## Provided text

>>>>

[C#] How tasks and threads work together
Threads are small working units that execute parts of a process. A process can make use of only one or multiple threads. Running under multiple threads can be beneficial on multi-core environments, because workload can be distributed to the multiple cores of the processor and executed in parallel, speeding up the processing time.
Task is a class that represents an asynchronous operation, or operations that can be executed independently of the current thread. Tasks can contain a return value and are a key component of the async programming feature in .NET.
Tasks have a status based on which step of the execution it currently is. Awaiting an incomplete task will halt the algorithm execution, the thread will be deallocated from the current execution and will be freed to execute other activities.
When the operation is completed, another thread will be allocated to continue the execution from where it stopped.
Awaiting a completed task will not rerun it, and the currently running thread will not be released. If the task has a result value, awaiting it will return the produced value synchronously.
Awaiting a task that threw an exception internally will throw the exception into the main execution.
Relationship with ThreadPool
.NET applications have a ThreadPool feature, which contains pre-created threads for fast thread allocation.
Those threads are generally used by the .NET process and its pool size is limited, so its recommended to not use them for operations that take too much time to execute, otherwise the pool might eventually become empty and the system will suffer with slowness or errors.
While there is no hard rule on how much time constitutes a slow or a fast operation, but it is commonly accepted that any operation under 500ms is considered short enough to be resolved by a ThreadPool thread.
Under most circunstances, tasks will use the ThreadPool threads to finish the workload. Be mindful of what kind of operation is being executed by them to avoid long running operations.
Note that a single task can have multiple internal asynchronous operations. In such cases, a thread will be allocated when an async operation is completed and released when it is required to await the next asyncronous operation.
Even if the task itself might take a while to complete, each allocation time can be short enough to safely use the ThreadPool.
public async Task RunOperationAsync()
{
// Handled by Thread 1
var firstResult = await FirstFunctionAsync();
// Handled by Thread 2
var secondResult = await SecondFunctionAsync();
// Handled by Thread 3
var thirdResult = await ThirdFunctionAsync();
}The way tasks interact with threads can change depending on how they are created, as specified below.
Calling the constructor
Creating tasks by calling it's constructor is not recommended. Instead, it is better to use asynchronous functions or the Task static methods, as described below.

<<<<

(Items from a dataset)
>>>>

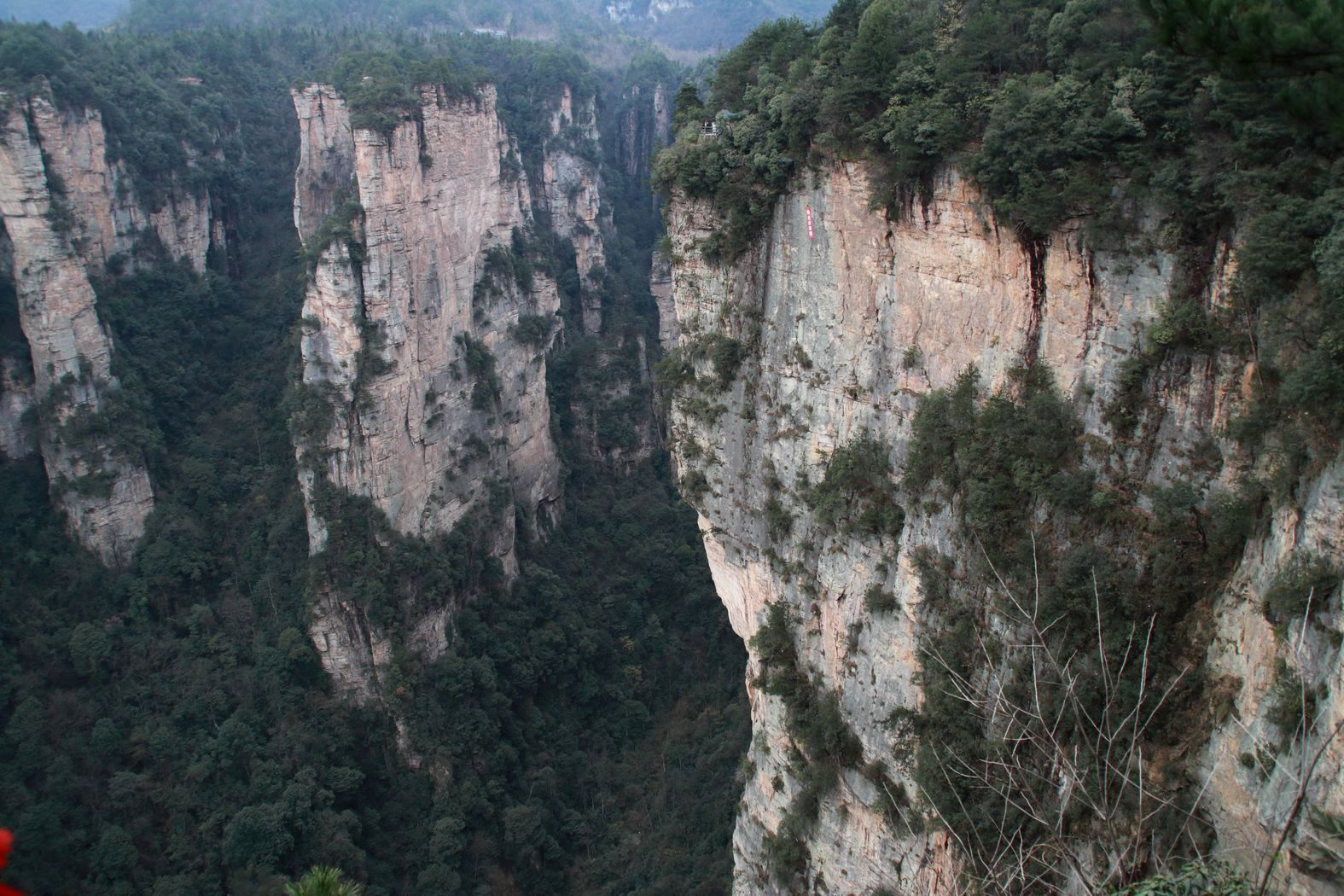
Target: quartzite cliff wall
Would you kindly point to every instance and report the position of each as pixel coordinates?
(831, 323)
(433, 400)
(572, 192)
(66, 211)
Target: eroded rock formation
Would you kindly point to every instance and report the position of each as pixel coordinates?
(67, 210)
(572, 192)
(423, 346)
(841, 335)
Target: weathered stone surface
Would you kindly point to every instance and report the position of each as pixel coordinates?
(327, 156)
(572, 192)
(645, 128)
(386, 334)
(660, 285)
(102, 488)
(844, 334)
(108, 215)
(15, 402)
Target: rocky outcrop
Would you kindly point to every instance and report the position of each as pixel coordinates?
(843, 332)
(65, 212)
(107, 214)
(645, 128)
(572, 192)
(423, 340)
(660, 287)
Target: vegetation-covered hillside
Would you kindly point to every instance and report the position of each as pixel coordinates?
(170, 730)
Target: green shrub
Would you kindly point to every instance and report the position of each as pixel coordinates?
(1301, 587)
(858, 489)
(876, 599)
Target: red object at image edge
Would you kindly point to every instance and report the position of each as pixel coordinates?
(6, 845)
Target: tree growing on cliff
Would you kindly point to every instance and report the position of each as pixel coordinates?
(323, 880)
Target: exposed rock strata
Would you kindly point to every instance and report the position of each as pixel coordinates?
(645, 128)
(572, 192)
(395, 317)
(65, 212)
(847, 331)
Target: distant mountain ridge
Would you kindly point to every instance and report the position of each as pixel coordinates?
(695, 26)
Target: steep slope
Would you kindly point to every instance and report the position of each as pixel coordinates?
(818, 346)
(69, 215)
(423, 341)
(570, 191)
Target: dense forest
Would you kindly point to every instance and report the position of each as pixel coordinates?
(170, 730)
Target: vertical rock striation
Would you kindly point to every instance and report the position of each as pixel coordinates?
(572, 192)
(841, 335)
(66, 211)
(423, 350)
(67, 214)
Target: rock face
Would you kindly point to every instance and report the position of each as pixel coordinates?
(66, 212)
(572, 192)
(423, 352)
(645, 128)
(844, 332)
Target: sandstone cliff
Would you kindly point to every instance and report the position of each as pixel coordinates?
(67, 210)
(572, 191)
(841, 336)
(423, 341)
(645, 128)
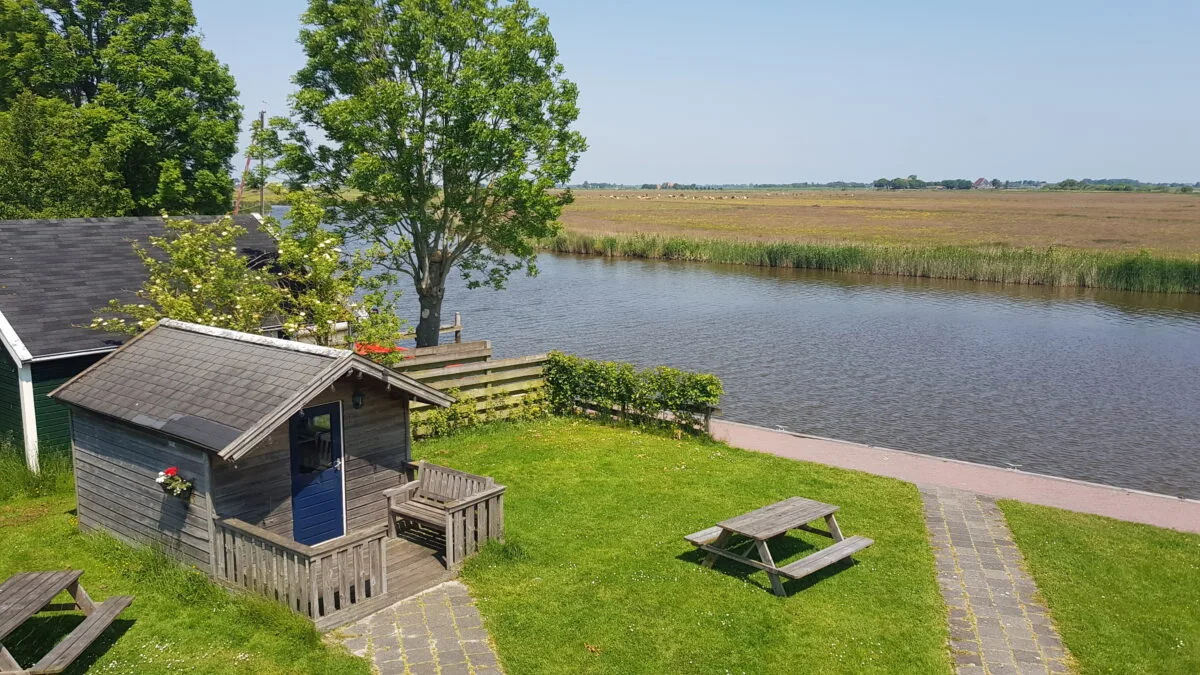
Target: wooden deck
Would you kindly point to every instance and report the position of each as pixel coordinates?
(415, 563)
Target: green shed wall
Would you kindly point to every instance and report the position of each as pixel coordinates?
(10, 400)
(54, 418)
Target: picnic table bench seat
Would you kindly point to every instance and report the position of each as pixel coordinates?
(24, 595)
(705, 536)
(825, 557)
(755, 529)
(84, 634)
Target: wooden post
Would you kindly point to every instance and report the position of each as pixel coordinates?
(28, 414)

<<<<

## Problem set
1) Reproduce verbatim the passage of the C# tasks and threads article between "Even if the" and "as specified below.", inclusive.
2) Name every function awaited inside RunOperationAsync in the code sample of the C# tasks and threads article.
3) Continue the article on C# tasks and threads from its final sentence onward.
The listing has no connection to the article on C# tasks and threads.

## Expected responses
1)
Even if the task itself might take a while to complete, each allocation time can be short enough to safely use the ThreadPool.
public async Task RunOperationAsync()
{
// Handled by Thread 1
var firstResult = await FirstFunctionAsync();
// Handled by Thread 2
var secondResult = await SecondFunctionAsync();
// Handled by Thread 3
var thirdResult = await ThirdFunctionAsync();
}The way tasks interact with threads can change depending on how they are created, as specified below.

2)
FirstFunctionAsync
SecondFunctionAsync
ThirdFunctionAsync

3)
Task.FromResult and other presets
Static methods like Task.FromResult() and properties like Task.CompletedTask return instances of Tasks without executing any asynchonous code.
This can be useful for situations when the method signature cannot be changed to a synchronous method, but the implementation do not have any asynchronous function, or the value was already generated synchronously.
When a task is generated this way, it comes with a RanToCompletion state. Note that awaiting completed tasks is run synchronously.
public async Task<int> GetValueAsync()
{
return await Task.FromResult(1);
}
public async Task ExecuteAsync()
{
// Run synchronously
var value = await GetValueAsync();
}
Task.Run()
This method will allocate a thread from the ThreadPool to run an operation, and as such, is not recommended for long running scenarios.
Task<int> task = Task.Run(() => 1 + 1);
var value = await task;Be very careful when using an asynchonous method or lambda as a parameter, because it might match with the synchronous overload and generate a task that is not related to the execution of the parameter.
For such cases, it is safer to directly call the asynchronous method or lambda instead of running Task.Run().
Func<Task<int>> asyncFunction = async () => Task.FromResult(1+1);
var value = await asyncFunction();Task.Factory.StartNew()
Enables the customization of the task through the use of TaskCreationOptions.
By using TaskCreationOptions.LongRunning, instead of using a thread from the ThreadPool, a brand new thread will be created to execute the task. This configuration is recommended for long running operations, because it avoids overusing the threads of the ThreadPool.
Creating new threads are not recommended for short running operations, because the effort of creating a new thread might be more expensive than executing the operation itself. For such scenarios, using the ThreadPool might be a better option.
var task = Task.Factory.StartNew
(
() => LongRunningMethod(),
TaskCreationOptions.LongRunning
);
var value = await task;Asynchronous functions
When an asynchronous function is called, the currently running thread will run the algorithm synchronously until it is forced to await an operation that cannot run synchronously, such as an I/O operation or a task already running.
When the thread has to await the asynchronous task, the execution is halted and the thread is released. After the asynchronous task is completed, a thread from the ThreadPool is allocated to continue running from where the task stopped.
Note that asynchronous functions never create brand new threads by itself, and always consume threads from the ThreadPool.
public async Task ExampleAsync()
{
// Run synchronously by the main thread
var value = 1 + 1;
// Release the thread until the task is completed
await File.WriteLineAsync("path", value.ToString());
// Executed by a thread from the ThreadPool
Console.WriteLine(value.ToString());
}It is also possible to call an asynchronous function without imediatelly awaiting it. In this case, instead of being released, the running thread will skip the non-synchronous operation, and move to the next line after the asynchronous method call.
In the meantime, when the underlying task is completed, a thread from the ThreadPool is allocated to finish executing the task.
If the process was awaiting the result, the allocated thread becomes the new main thread and continues executing the process. Otherwise it is released and returns to the thread pool.
public async Task<int> ExampleAsync()
{
/*
Since the task was not awaited yet,
the main thread exits this method
to continue running the
next lines of code
*/
await Task.Sleep(1_000);
/*
After the asynchronous operation
completes, the task will be handled
by a thread from the ThreadPool
*/
return value;
/*
At this point, is the program is
halted awaiting this result,
the thread allocated before becomes
the main thread. Otherwise, the
thread returns to the pool.
*/
}When calling multiple asynchronous functions without awaiting, all the operations after the awaited line are executed by threads of the ThreadPool, and multiple threads may end up being used at the same time.
public async Task ExecuteAsync()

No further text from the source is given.